Natural language region descriptions:

►

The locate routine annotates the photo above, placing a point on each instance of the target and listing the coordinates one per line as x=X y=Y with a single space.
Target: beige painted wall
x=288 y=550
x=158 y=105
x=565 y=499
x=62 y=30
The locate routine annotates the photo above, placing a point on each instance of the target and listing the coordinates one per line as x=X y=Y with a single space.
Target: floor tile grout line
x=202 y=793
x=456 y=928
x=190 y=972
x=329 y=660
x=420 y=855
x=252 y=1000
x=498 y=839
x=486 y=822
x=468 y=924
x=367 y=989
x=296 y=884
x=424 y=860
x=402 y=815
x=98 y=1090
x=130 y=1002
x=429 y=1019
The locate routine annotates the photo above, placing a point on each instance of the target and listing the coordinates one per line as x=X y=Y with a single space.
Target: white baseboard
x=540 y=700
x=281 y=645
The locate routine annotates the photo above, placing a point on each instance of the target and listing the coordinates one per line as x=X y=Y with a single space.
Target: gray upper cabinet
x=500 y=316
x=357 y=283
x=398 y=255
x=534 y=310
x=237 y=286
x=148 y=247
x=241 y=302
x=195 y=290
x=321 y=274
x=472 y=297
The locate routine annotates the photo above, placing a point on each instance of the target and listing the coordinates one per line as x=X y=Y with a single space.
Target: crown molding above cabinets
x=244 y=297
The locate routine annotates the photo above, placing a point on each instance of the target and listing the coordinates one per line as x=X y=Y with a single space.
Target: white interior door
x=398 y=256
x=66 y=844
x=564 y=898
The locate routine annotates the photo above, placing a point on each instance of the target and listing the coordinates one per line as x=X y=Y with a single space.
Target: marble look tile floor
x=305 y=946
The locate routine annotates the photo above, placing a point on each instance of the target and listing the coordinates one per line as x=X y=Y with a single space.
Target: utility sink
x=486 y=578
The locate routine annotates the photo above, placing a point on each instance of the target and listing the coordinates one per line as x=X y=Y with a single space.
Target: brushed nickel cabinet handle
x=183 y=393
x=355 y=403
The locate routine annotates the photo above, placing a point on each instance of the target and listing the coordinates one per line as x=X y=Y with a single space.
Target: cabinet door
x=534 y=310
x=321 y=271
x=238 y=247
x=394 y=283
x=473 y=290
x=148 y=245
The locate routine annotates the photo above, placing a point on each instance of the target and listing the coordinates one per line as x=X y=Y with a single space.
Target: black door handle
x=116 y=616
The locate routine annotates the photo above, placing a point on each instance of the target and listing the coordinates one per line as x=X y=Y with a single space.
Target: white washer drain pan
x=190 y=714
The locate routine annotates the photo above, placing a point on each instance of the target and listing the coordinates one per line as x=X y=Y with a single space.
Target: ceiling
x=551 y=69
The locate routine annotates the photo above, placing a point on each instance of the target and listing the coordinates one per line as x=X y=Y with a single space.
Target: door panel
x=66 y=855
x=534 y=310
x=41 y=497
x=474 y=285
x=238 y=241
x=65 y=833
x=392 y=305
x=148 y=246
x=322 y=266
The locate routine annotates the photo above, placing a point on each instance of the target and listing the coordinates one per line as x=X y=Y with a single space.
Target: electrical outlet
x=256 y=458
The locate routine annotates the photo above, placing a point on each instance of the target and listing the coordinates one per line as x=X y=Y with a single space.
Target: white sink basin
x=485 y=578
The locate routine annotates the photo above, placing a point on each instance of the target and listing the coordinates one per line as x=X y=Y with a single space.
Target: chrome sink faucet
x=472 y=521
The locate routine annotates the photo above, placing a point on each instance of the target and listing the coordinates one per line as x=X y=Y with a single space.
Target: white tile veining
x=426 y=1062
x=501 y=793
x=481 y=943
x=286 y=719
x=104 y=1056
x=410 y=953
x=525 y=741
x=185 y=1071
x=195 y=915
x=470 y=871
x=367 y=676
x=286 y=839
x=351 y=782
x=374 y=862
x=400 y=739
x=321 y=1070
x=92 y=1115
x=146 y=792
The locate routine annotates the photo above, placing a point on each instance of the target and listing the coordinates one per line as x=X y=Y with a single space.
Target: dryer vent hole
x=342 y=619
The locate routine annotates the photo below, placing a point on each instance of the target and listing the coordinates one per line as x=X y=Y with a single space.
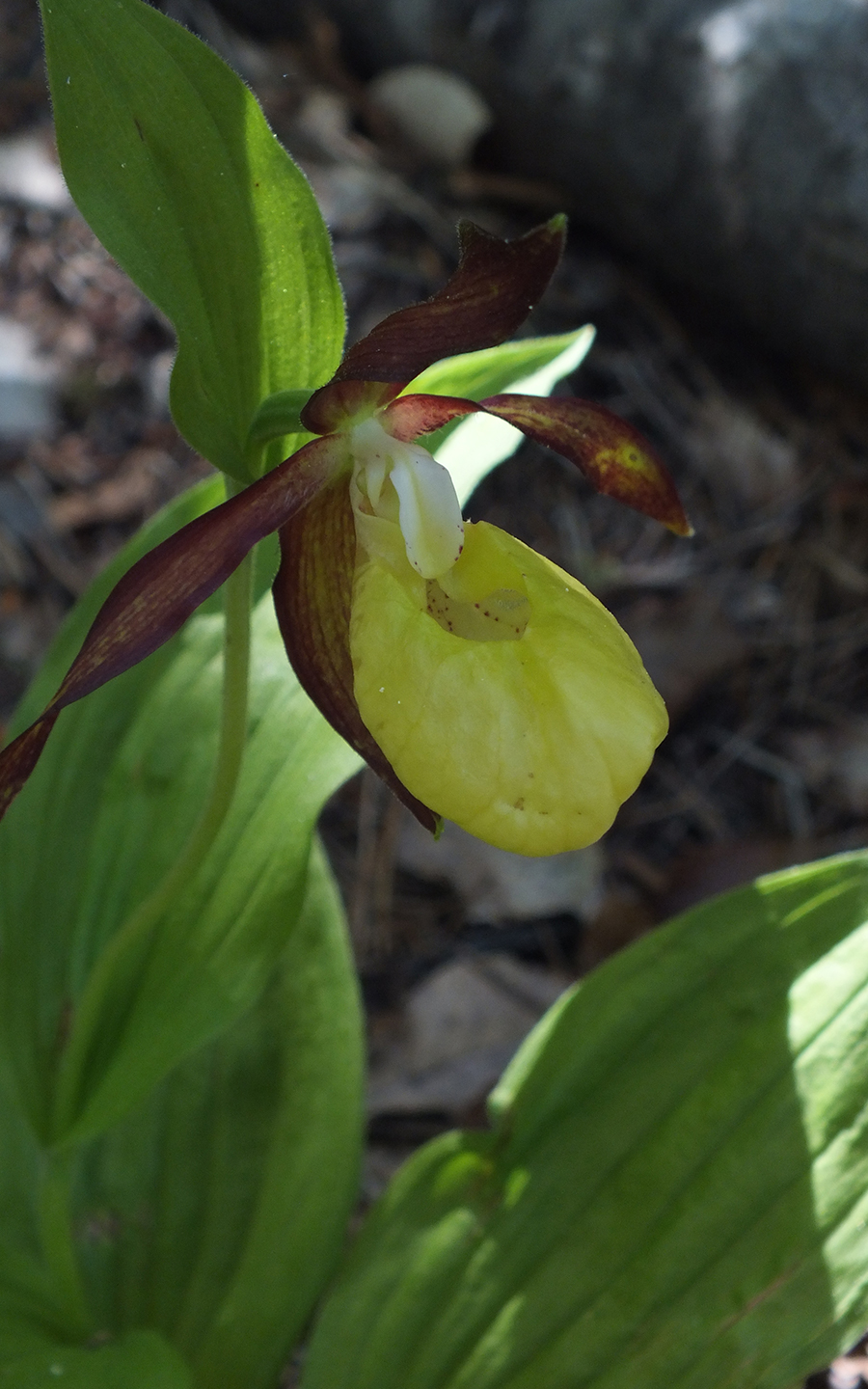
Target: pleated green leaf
x=113 y=801
x=141 y=1359
x=215 y=1212
x=171 y=161
x=218 y=1132
x=674 y=1192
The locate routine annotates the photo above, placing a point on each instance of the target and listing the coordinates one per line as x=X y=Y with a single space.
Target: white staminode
x=429 y=514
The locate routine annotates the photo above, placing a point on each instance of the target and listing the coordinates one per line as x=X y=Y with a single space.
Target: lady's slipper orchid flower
x=482 y=682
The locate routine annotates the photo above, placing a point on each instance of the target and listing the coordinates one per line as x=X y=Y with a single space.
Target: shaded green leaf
x=141 y=1359
x=171 y=161
x=674 y=1189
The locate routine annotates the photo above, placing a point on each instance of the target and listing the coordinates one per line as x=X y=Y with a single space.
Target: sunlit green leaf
x=674 y=1190
x=113 y=801
x=215 y=1212
x=171 y=161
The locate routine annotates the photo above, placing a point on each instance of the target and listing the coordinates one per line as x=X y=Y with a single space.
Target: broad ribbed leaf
x=141 y=1359
x=215 y=1212
x=672 y=1193
x=109 y=807
x=171 y=161
x=218 y=943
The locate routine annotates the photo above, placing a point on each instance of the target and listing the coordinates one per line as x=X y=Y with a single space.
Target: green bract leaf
x=278 y=416
x=674 y=1189
x=141 y=1359
x=471 y=448
x=171 y=161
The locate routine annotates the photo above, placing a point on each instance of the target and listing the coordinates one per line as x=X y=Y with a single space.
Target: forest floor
x=754 y=630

◄

■ The problem
Repeat the preceding records precisely, and leave every picture out of the copy.

■ Solution to this task
The locate routine annotates the photo above, placing a point on each instance of the target and listing the coordinates one per line as x=X y=Y with a single space.
Target: beige painted wall
x=288 y=550
x=158 y=105
x=565 y=499
x=62 y=30
The locate routine annotates the photo above, placing a point on each instance of the target and listing the coordinates one per line as x=X y=Y with a single space.
Target: floor tile grout line
x=202 y=793
x=456 y=928
x=190 y=972
x=329 y=660
x=420 y=855
x=252 y=1000
x=498 y=839
x=486 y=822
x=468 y=924
x=367 y=989
x=296 y=884
x=424 y=860
x=402 y=815
x=98 y=1090
x=130 y=1002
x=429 y=1019
The locate routine annotates the photo above, placing a point on each instance of the target and listing the coordinates one per line as x=X y=Y with a single space.
Target: white baseboard
x=540 y=700
x=281 y=645
The locate routine annotates the photo above, placing a point on each instance of the target and listing the coordinates one per line as x=X y=Y with a single space.
Target: gray upper cabinet
x=500 y=316
x=357 y=283
x=398 y=255
x=534 y=310
x=237 y=286
x=148 y=247
x=241 y=302
x=195 y=290
x=321 y=274
x=472 y=297
The locate routine annotates the photo above, placing a point on each instance of the target and listing the coordinates one per line as x=X y=Y with a single space.
Target: crown molding above cabinets
x=244 y=297
The locate routine annotates the photo above, placing a point on each instance of the target and listing the coordinates one per line as x=X y=Y with a single space.
Target: white interior door
x=398 y=256
x=66 y=844
x=564 y=898
The locate routine annotates the photo above, placing a point on each instance of the target and listing the coordinates one per line as x=X y=Y with a single space.
Target: marble look tile floor
x=305 y=946
The locate routine annotates the photo above, placing a point on each instance of the target and listing the coordinates one per line as x=X y=Y with a single space.
Target: utility sink
x=486 y=578
The locate routine annotates the photo above, placing a point on each instance of the target and listing the coordinates one per line as x=X y=Y with a single space.
Target: brushed nickel cabinet handle
x=183 y=393
x=355 y=403
The locate routine annotates the photo above, placing a point on each instance of the target and listing the coordinates one per line as x=X y=Y with a single space.
Target: cabinet door
x=534 y=310
x=321 y=271
x=238 y=247
x=394 y=283
x=473 y=290
x=148 y=245
The locate routine annotates the photo above, placing a point on each instance of the target and listing the coordinates one per line as x=X y=Y with a single space.
Target: black door handle
x=116 y=616
The locate routine annotates the photo above, placing a point on each instance of the target and listing the coordinates one per line as x=X y=Y with a single space.
Target: white washer drain pan
x=190 y=714
The locate routine annotates the photo above, placing a point on each instance of the target and listing the coordinates one per line as x=X y=Y with a single space.
Target: ceiling
x=551 y=69
The locate routine annotates the photo above, placing a point on each instance of the target and listing the coordinates one per line as x=X y=Y with a single space.
Target: door panel
x=66 y=855
x=534 y=310
x=41 y=497
x=474 y=285
x=238 y=241
x=65 y=833
x=392 y=305
x=148 y=246
x=322 y=266
The locate routine annotates the photo above, placing a point on each instance of the target and listing the coordinates one per line as x=X y=Y with a single space.
Target: electrical outlet
x=256 y=458
The locate routine annotates the photo above, placing a point on each instance of the target and listing the coordinates one per line as x=X y=Y with a single space.
Target: white sink basin
x=485 y=578
The locate routine annotates the photo above, placing a point on each instance of the target and listing the coordinates one per line as x=X y=Y with a single space.
Target: chrome sink faucet
x=472 y=521
The locate routine annotates the photo above, placing a point on each instance of the target and listing the coordinates one per line as x=X y=Y with a single space.
Target: white tile veining
x=426 y=1062
x=501 y=793
x=481 y=943
x=286 y=719
x=104 y=1056
x=410 y=953
x=525 y=741
x=185 y=1071
x=195 y=915
x=470 y=871
x=367 y=676
x=286 y=839
x=351 y=782
x=374 y=862
x=400 y=739
x=321 y=1070
x=92 y=1115
x=146 y=792
The locate routine annotates the photo above, placing a point on each instance of the target and listing the coordinates one per line as x=X y=Y with a single space.
Target: dryer vent hole
x=342 y=619
The locate routine annotates the photo below, placing a point on each instance of the target and listing the coordinates one per line as x=X y=Y with a single space.
Target: pleated green leaf
x=113 y=801
x=141 y=1359
x=215 y=1212
x=171 y=161
x=218 y=1132
x=674 y=1192
The locate routine annotates the photo above, placing a point on each instance of the target and listing the coordinates one per line as x=X y=Y with a single space.
Target: white staminode
x=429 y=514
The locate routine annotates the photo above, placing a point on each instance of the target and listing the coordinates one per line as x=X y=Y with a single space.
Target: lady's slipper orchid flower
x=482 y=682
The locate routine annotates the photo above, placing a point on each instance of the target and listing the coordinates one per line as x=X y=Y with a single space.
Target: shaded green leaf
x=141 y=1359
x=171 y=161
x=674 y=1189
The locate routine annotates the photo above, placing a point on each instance of the target and listing the coordinates one per line as x=X y=Y with a single space.
Target: sunlit green leaf
x=674 y=1190
x=113 y=801
x=215 y=1212
x=171 y=161
The locate routine annotates the photo above, placing a point on each instance of the target and listing the coordinates one per line as x=X y=Y with a single space.
Target: broad ribbed leaf
x=141 y=1359
x=215 y=1212
x=672 y=1193
x=109 y=807
x=171 y=161
x=218 y=943
The locate routine annotates the photo above, placing a point on each instance of the target and listing the coordinates one per line as x=X y=Y with a single space.
Target: green bract leaf
x=278 y=416
x=674 y=1189
x=141 y=1359
x=471 y=448
x=171 y=161
The locate routine annotates the photo above, placing a point on each instance of the target and listing the coordinates one per line as x=X y=Y with a single space.
Target: forest floor
x=754 y=630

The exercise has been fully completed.